Restate the records that follow word for word; no pictures should appear.
————
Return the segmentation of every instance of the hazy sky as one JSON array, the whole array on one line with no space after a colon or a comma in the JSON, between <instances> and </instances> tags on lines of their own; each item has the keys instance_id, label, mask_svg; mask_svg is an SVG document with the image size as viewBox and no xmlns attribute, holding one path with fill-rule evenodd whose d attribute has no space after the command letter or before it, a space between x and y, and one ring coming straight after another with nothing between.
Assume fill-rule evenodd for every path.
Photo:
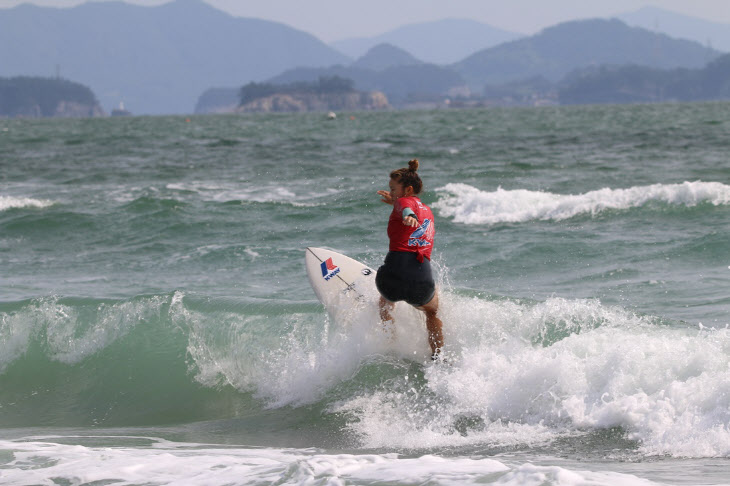
<instances>
[{"instance_id":1,"label":"hazy sky","mask_svg":"<svg viewBox=\"0 0 730 486\"><path fill-rule=\"evenodd\" d=\"M98 1L98 0L97 0ZM169 0L127 0L159 5ZM325 42L380 34L414 22L469 18L505 30L533 34L558 22L610 17L646 5L730 24L730 0L205 0L239 17L282 22ZM0 0L12 7L27 0ZM67 7L83 0L33 0Z\"/></svg>"}]
</instances>

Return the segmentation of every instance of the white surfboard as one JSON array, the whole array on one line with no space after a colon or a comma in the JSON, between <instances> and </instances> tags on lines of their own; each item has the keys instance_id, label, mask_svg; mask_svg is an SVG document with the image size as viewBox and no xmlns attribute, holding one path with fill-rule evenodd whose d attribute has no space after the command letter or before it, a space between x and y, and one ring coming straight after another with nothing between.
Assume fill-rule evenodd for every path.
<instances>
[{"instance_id":1,"label":"white surfboard","mask_svg":"<svg viewBox=\"0 0 730 486\"><path fill-rule=\"evenodd\" d=\"M373 304L379 293L375 270L333 250L309 247L304 261L317 298L335 317L341 309Z\"/></svg>"},{"instance_id":2,"label":"white surfboard","mask_svg":"<svg viewBox=\"0 0 730 486\"><path fill-rule=\"evenodd\" d=\"M309 283L337 327L349 335L355 325L357 339L370 342L373 352L396 352L408 359L423 357L428 342L420 312L400 305L391 311L397 325L386 326L380 321L375 270L325 248L307 248L304 260ZM401 342L401 335L408 338Z\"/></svg>"}]
</instances>

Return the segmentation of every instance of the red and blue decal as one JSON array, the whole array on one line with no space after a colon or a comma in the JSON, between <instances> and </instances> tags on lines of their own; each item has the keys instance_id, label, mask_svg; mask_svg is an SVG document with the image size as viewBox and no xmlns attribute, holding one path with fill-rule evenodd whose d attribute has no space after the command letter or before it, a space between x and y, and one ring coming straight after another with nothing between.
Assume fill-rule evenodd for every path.
<instances>
[{"instance_id":1,"label":"red and blue decal","mask_svg":"<svg viewBox=\"0 0 730 486\"><path fill-rule=\"evenodd\" d=\"M328 258L323 261L320 267L322 267L322 277L324 277L325 280L329 280L340 273L340 267L332 262L332 258Z\"/></svg>"},{"instance_id":2,"label":"red and blue decal","mask_svg":"<svg viewBox=\"0 0 730 486\"><path fill-rule=\"evenodd\" d=\"M433 241L433 234L434 230L431 220L426 218L423 224L408 237L408 246L429 246L431 241Z\"/></svg>"}]
</instances>

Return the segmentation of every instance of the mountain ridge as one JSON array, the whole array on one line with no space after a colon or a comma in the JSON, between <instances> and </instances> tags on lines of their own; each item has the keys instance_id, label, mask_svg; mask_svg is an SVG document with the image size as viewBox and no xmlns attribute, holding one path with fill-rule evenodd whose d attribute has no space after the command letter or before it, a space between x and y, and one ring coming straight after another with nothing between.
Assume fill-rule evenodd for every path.
<instances>
[{"instance_id":1,"label":"mountain ridge","mask_svg":"<svg viewBox=\"0 0 730 486\"><path fill-rule=\"evenodd\" d=\"M392 44L378 44L355 60L350 67L382 71L393 66L412 66L423 64L411 53Z\"/></svg>"},{"instance_id":2,"label":"mountain ridge","mask_svg":"<svg viewBox=\"0 0 730 486\"><path fill-rule=\"evenodd\" d=\"M523 36L475 20L450 18L402 25L379 35L342 39L330 45L357 58L386 43L426 63L450 64L478 50Z\"/></svg>"},{"instance_id":3,"label":"mountain ridge","mask_svg":"<svg viewBox=\"0 0 730 486\"><path fill-rule=\"evenodd\" d=\"M60 66L103 106L124 101L135 113L189 113L211 85L346 62L311 34L233 17L201 0L0 9L0 76L49 75Z\"/></svg>"},{"instance_id":4,"label":"mountain ridge","mask_svg":"<svg viewBox=\"0 0 730 486\"><path fill-rule=\"evenodd\" d=\"M587 65L700 68L719 56L696 42L629 27L618 19L563 22L538 34L481 50L449 67L473 89L543 76L558 81Z\"/></svg>"},{"instance_id":5,"label":"mountain ridge","mask_svg":"<svg viewBox=\"0 0 730 486\"><path fill-rule=\"evenodd\" d=\"M616 16L633 27L693 40L723 52L730 52L730 24L680 14L655 6L645 6Z\"/></svg>"}]
</instances>

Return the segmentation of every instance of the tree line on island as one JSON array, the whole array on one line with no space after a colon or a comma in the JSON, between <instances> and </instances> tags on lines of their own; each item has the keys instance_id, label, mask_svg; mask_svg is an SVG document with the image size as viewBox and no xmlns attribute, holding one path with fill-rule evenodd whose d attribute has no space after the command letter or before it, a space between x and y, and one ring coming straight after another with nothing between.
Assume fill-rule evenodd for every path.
————
▶ **Result for this task**
Return the segmentation of every instance of the hazy sky as one JSON array, the whole array on one line with no space after a colon or a comma in the JSON, between <instances> and </instances> tags on lines of their own; each item has the keys instance_id, label, mask_svg; mask_svg is an SVG document with the image size as viewBox and no xmlns attribute, holding one path with fill-rule evenodd whose d attribute has no space after the command letter or before it, a space between x and y, and one ring coming straight after another with nothing between.
Assume fill-rule evenodd for every path.
Photo:
<instances>
[{"instance_id":1,"label":"hazy sky","mask_svg":"<svg viewBox=\"0 0 730 486\"><path fill-rule=\"evenodd\" d=\"M98 1L98 0L97 0ZM169 0L127 0L159 5ZM325 42L380 34L414 22L469 18L505 30L533 34L558 22L610 17L646 5L730 24L730 0L205 0L239 17L282 22ZM0 0L12 7L27 0ZM67 7L83 0L33 0Z\"/></svg>"}]
</instances>

Return the segmentation of every instance of the white surfboard as one JSON array, the whole array on one line with no space after a colon or a comma in the JSON, between <instances> and </instances> tags on lines of their own; each item has the keys instance_id, label, mask_svg; mask_svg is an SVG document with the image size as viewBox and no xmlns attribute, holding one path with fill-rule evenodd whose d attribute has no space after the command letter or before it, a space between x and y, and one ring coming straight after another with nothing between.
Assume fill-rule evenodd for every path.
<instances>
[{"instance_id":1,"label":"white surfboard","mask_svg":"<svg viewBox=\"0 0 730 486\"><path fill-rule=\"evenodd\" d=\"M373 304L379 293L375 270L333 250L309 247L304 261L317 298L335 317L341 309Z\"/></svg>"},{"instance_id":2,"label":"white surfboard","mask_svg":"<svg viewBox=\"0 0 730 486\"><path fill-rule=\"evenodd\" d=\"M309 283L337 327L349 335L355 325L357 339L370 342L373 352L396 352L408 359L423 357L428 342L420 312L400 305L391 311L397 325L386 326L380 321L375 270L325 248L307 248L304 260ZM401 342L401 335L408 338Z\"/></svg>"}]
</instances>

Return the segmentation of every instance of the red and blue decal as one JSON array, the whole array on one line with no space after a colon or a comma in the JSON, between <instances> and </instances> tags on lines of their own; each item has the keys instance_id, label, mask_svg; mask_svg is an SVG document with the image size as viewBox and no xmlns attribute, holding one path with fill-rule evenodd whose d attribute has no space after the command letter or before it, a space between x and y, and one ring coming straight after another with nothing between.
Assume fill-rule evenodd for every path.
<instances>
[{"instance_id":1,"label":"red and blue decal","mask_svg":"<svg viewBox=\"0 0 730 486\"><path fill-rule=\"evenodd\" d=\"M328 258L323 261L320 267L322 267L322 277L324 277L325 280L329 280L340 273L340 267L332 262L332 258Z\"/></svg>"},{"instance_id":2,"label":"red and blue decal","mask_svg":"<svg viewBox=\"0 0 730 486\"><path fill-rule=\"evenodd\" d=\"M433 241L433 234L434 230L431 220L426 218L423 224L408 237L408 246L429 246L431 241Z\"/></svg>"}]
</instances>

Return the segmentation of every instance of the mountain ridge as one JSON array, the whole array on one line with no space after a colon or a comma in the JSON, between <instances> and </instances> tags on lines of their own; each item has the keys instance_id, label, mask_svg; mask_svg is an SVG document with the image size as viewBox and no xmlns attribute, holding one path with fill-rule evenodd whose d attribute has no space after the command letter or before it, a space between x and y, and one ring coming straight after another with nothing between.
Assume fill-rule evenodd for every path.
<instances>
[{"instance_id":1,"label":"mountain ridge","mask_svg":"<svg viewBox=\"0 0 730 486\"><path fill-rule=\"evenodd\" d=\"M392 44L378 44L355 60L350 67L382 71L393 66L412 66L423 64L411 53Z\"/></svg>"},{"instance_id":2,"label":"mountain ridge","mask_svg":"<svg viewBox=\"0 0 730 486\"><path fill-rule=\"evenodd\" d=\"M523 36L475 20L450 18L402 25L379 35L342 39L330 45L357 58L386 43L426 63L450 64L478 50Z\"/></svg>"},{"instance_id":3,"label":"mountain ridge","mask_svg":"<svg viewBox=\"0 0 730 486\"><path fill-rule=\"evenodd\" d=\"M60 66L103 106L124 101L135 113L189 113L211 85L346 62L311 34L233 17L201 0L0 9L0 76L49 75Z\"/></svg>"},{"instance_id":4,"label":"mountain ridge","mask_svg":"<svg viewBox=\"0 0 730 486\"><path fill-rule=\"evenodd\" d=\"M587 65L700 68L719 56L696 42L629 27L618 19L563 22L538 34L481 50L449 67L473 89L543 76L558 81Z\"/></svg>"},{"instance_id":5,"label":"mountain ridge","mask_svg":"<svg viewBox=\"0 0 730 486\"><path fill-rule=\"evenodd\" d=\"M616 16L633 27L693 40L723 52L730 52L730 24L680 14L655 6L645 6Z\"/></svg>"}]
</instances>

Return the segmentation of every instance of the tree line on island as one JSON array, the whole array on one line with no space after a colon or a comma in the JSON, between <instances> and </instances> tags on lines of their own; each item has the keys instance_id, label, mask_svg; mask_svg is an SVG document with the image size as viewBox and no xmlns attribute, holding one path with fill-rule evenodd whose d attribute has no space after the command letter or before it, a space between x and y, and one ring coming straight after another with nothing between.
Assume fill-rule evenodd for every path.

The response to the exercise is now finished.